Problem description:
Reproduce the essay on North Carolina and American fear below word for word, from its title through its final sentence.

North Carolina: A Microcosm of American Fear

North Carolina: A Microcosm of American Fear March 28, 2016

I love North Carolina.

In the days of my misspent youth my dad was in the Navy. This meant that the places I slept were temporary way stations and that “home” was some elusive place that belonged to other people. North Carolina was where my grandparents lived. It was the place we kept returning to summer after summer, Christmas after Christmas. It was as close as I had to home.

Between college and grad school I managed to attend  three of North Carolina’s ACC schools and teach at a fourth. I think I’ve managed to spend to spend a quarter of my life there, which is more than any other state’s claim on me. Most of my family lives there, and there’s something that goes pitter-patter in my heart every time I fly into NC and see the beautiful mountains and massive canopies of trees.

But over the past few years I’ve done more shaking my head at NC politics than I care to remember. And no week has been worse than last. The law-makers in North Carolina are afraid. And it’s a reflection of a broader fear response pouring out across the U.S.

Material supplied:
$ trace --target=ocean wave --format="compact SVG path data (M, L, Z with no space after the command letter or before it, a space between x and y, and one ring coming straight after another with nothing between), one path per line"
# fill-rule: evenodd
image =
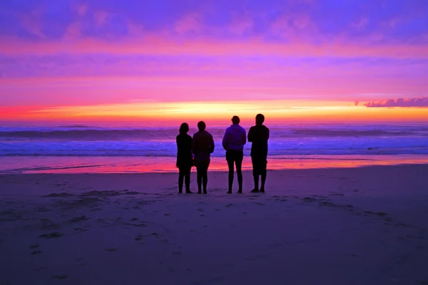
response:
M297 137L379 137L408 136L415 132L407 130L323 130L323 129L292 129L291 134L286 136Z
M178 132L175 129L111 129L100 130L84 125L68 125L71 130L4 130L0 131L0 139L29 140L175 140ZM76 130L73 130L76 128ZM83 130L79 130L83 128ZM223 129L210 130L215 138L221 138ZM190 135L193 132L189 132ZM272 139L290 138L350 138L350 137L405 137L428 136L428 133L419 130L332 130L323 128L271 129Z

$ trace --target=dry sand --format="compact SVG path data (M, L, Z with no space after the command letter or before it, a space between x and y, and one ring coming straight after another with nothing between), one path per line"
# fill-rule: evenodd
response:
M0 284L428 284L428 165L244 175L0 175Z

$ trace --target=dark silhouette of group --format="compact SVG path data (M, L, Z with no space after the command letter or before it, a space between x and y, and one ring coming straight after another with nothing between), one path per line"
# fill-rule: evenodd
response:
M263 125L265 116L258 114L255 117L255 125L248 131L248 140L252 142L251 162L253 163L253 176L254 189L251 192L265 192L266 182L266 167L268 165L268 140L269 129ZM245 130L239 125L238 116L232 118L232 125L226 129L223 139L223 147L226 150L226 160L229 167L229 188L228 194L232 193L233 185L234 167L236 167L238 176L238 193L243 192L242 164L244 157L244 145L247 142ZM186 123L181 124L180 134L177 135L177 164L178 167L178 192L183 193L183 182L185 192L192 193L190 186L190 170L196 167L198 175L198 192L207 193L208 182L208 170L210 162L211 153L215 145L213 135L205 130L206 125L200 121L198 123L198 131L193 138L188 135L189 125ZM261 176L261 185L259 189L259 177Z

Right answer:
North Carolina: A Microcosm of American Fear

North Carolina: A Microcosm of American Fear March 28, 2016

I love North Carolina.

In the days of my misspent youth my dad was in the Navy. This meant that the places I slept were temporary way stations and that “home” was some elusive place that belonged to other people. North Carolina was where my grandparents lived. It was the place we kept returning to summer after summer, Christmas after Christmas. It was as close as I had to home.

Between college and grad school I managed to attend  three of North Carolina’s ACC schools and teach at a fourth. I think I’ve managed to spend to spend a quarter of my life there, which is more than any other state’s claim on me. Most of my family lives there, and there’s something that goes pitter-patter in my heart every time I fly into NC and see the beautiful mountains and massive canopies of trees.

But over the past few years I’ve done more shaking my head at NC politics than I care to remember. And no week has been worse than last. The law-makers in North Carolina are afraid. And it’s a reflection of a broader fear response pouring out across the U.S.